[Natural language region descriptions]
>>

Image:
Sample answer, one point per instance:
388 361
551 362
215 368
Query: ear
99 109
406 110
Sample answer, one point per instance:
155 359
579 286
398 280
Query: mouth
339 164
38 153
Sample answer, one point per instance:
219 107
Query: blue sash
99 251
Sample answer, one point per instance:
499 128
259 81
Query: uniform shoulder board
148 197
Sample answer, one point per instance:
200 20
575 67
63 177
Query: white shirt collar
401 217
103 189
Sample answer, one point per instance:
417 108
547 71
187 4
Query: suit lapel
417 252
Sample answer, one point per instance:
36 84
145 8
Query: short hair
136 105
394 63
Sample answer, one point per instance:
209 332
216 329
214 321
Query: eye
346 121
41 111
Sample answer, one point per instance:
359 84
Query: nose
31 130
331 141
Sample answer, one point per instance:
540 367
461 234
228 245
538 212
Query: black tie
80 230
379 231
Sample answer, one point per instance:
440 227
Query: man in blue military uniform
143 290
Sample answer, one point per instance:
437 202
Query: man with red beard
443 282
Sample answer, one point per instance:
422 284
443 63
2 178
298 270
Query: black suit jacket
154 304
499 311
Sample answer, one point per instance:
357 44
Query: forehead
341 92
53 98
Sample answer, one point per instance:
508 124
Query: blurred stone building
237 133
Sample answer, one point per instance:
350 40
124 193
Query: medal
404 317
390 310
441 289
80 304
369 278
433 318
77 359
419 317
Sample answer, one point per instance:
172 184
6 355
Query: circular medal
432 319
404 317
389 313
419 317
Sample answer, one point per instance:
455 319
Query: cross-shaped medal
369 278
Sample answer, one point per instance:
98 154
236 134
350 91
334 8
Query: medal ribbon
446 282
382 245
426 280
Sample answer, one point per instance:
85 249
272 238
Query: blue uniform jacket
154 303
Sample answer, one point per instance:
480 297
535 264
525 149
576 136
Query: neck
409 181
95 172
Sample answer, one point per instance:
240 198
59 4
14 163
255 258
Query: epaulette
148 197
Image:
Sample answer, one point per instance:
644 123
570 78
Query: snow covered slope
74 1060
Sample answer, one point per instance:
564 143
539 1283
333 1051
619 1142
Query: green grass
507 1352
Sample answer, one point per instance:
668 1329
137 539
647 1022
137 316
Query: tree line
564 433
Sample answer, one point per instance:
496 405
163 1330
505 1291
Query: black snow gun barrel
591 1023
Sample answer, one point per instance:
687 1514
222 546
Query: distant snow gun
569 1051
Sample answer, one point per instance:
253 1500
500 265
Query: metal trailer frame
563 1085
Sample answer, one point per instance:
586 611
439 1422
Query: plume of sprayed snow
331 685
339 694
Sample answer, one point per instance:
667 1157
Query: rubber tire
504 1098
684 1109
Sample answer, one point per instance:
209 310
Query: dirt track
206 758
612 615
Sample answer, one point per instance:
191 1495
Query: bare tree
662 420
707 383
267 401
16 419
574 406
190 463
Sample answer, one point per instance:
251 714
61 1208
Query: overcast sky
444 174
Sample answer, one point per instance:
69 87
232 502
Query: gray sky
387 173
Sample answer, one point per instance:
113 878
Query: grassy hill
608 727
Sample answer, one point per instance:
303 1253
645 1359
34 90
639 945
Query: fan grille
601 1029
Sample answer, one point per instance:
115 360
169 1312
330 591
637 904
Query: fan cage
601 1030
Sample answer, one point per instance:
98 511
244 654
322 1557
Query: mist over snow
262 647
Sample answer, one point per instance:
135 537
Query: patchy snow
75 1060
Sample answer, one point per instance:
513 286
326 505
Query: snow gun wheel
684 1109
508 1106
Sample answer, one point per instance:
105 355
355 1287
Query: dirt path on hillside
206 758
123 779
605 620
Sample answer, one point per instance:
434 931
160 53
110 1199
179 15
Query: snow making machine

<<

• AIM OF THE TASK:
Print the entries above exactly as they were written, down to the last line.

• RESPONSE:
Image:
Sample answer, one point per instance:
388 361
551 362
215 368
Query: ear
99 109
406 110
Sample answer, one point per instance:
155 359
579 286
398 280
Query: mouth
339 164
38 153
Sample answer, one point per instance:
219 107
Query: blue sash
99 251
Sample answer, one point per instance:
499 128
259 81
Query: uniform shoulder board
148 197
Sample answer, one point per instance:
200 20
575 67
63 177
Query: white shirt collar
401 217
103 189
Sample answer, one point per instance:
417 108
547 71
187 4
Query: suit lapel
417 252
Sample answer, one point per instance:
36 84
145 8
Query: short hair
136 105
394 63
Sample answer, one point per instance:
209 332
216 329
214 321
Query: eye
346 121
41 111
Sample answer, one point per instance:
359 84
Query: nose
31 130
331 141
Sample answer, one point per instance:
540 367
461 234
228 245
538 212
Query: black tie
80 230
379 231
Sample answer, one point per instance:
440 227
Query: man in blue military uniform
143 290
Sample answer, one point per instance:
437 202
Query: man with red beard
443 282
Sample answer, one point per instance:
422 284
443 63
2 178
298 270
Query: black suit jacket
154 304
499 311
Sample answer, one point per instance:
357 44
Query: forehead
341 92
53 98
Sample answer, one point per instance:
508 124
Query: blurred stone building
237 133
Sample answer, one point per instance:
350 40
124 193
Query: medal
404 317
390 310
441 289
80 304
369 278
433 318
77 359
419 317
Sample answer, one point per instance:
172 184
6 355
Query: circular medal
432 319
404 317
389 313
419 317
Sample answer, one point per instance:
455 319
Query: cross-shaped medal
369 278
Sample answer, one point per instance:
98 154
236 134
350 91
334 8
Query: medal ribbon
446 282
382 245
426 280
Sample answer, one point per instance:
85 249
272 238
Query: blue uniform jacket
154 303
Sample answer, one point per instance:
480 297
535 264
525 149
576 136
Query: neck
409 181
95 172
Sample answer, one point per instance:
240 198
59 4
14 163
255 258
Query: epaulette
148 197
Image:
Sample answer, one point per instance:
644 123
570 78
Query: snow covered slope
74 1060
Sample answer, one point per instance:
564 143
539 1283
333 1051
619 1142
Query: green grass
507 1352
Sample answer, one point per instance:
668 1329
137 539
647 1022
137 316
Query: tree line
564 433
Sample answer, one point per instance:
496 405
163 1330
505 1291
Query: black snow gun barrel
591 1023
Sample answer, one point per instance:
687 1514
222 546
Query: distant snow gun
569 1051
Sample answer, one point per instance:
253 1500
500 265
Query: metal trailer frame
563 1085
Sample answer, one point per instance:
586 611
439 1422
Query: plume of sprayed snow
331 685
339 694
Sample answer, one point per instance:
667 1157
Query: rubber tire
504 1098
684 1109
Sample answer, one point per instance:
209 310
Query: dirt track
206 758
612 615
Sample answer, one point per instance:
191 1495
Query: bare tree
662 420
707 383
267 401
16 419
574 406
190 463
Sample answer, one point per instance:
251 714
61 1208
Query: overcast sky
444 174
Sample answer, one point per instance:
69 87
232 502
Query: gray sky
387 173
Sample answer, one point per instance:
113 878
Query: grassy hill
608 727
Sample answer, one point per instance:
303 1253
645 1359
34 90
639 945
Query: fan grille
601 1029
Sample answer, one point per instance:
115 360
169 1312
330 591
637 904
Query: fan cage
601 1030
Sample answer, one point per instance:
98 511
244 654
322 1557
Query: mist over snow
262 647
Sample answer, one point per instance:
135 537
Query: patchy snow
75 1060
Sample answer, one point per instance:
513 286
326 505
Query: snow gun wheel
684 1109
508 1106
Sample answer, one point per instance:
105 355
355 1287
Query: dirt path on hillside
206 758
123 779
605 620
Sample answer, one point per instance:
434 931
160 53
110 1199
179 15
Query: snow making machine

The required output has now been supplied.